What is asked
Copy each line of the following records back word for word, with no changes.

(Data records)
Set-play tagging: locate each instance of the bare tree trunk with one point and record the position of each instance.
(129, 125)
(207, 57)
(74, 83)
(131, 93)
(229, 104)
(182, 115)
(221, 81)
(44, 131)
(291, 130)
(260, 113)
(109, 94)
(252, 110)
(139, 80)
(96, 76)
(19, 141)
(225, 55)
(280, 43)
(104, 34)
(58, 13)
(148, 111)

Answer to this exercise
Set-play tagging: locate each instance of the bare tree trunk with one point and record the position of each instance.
(129, 125)
(207, 57)
(74, 83)
(131, 93)
(229, 104)
(182, 115)
(221, 81)
(44, 131)
(291, 130)
(260, 113)
(109, 94)
(252, 110)
(139, 80)
(96, 76)
(19, 141)
(225, 55)
(280, 43)
(104, 34)
(58, 13)
(148, 111)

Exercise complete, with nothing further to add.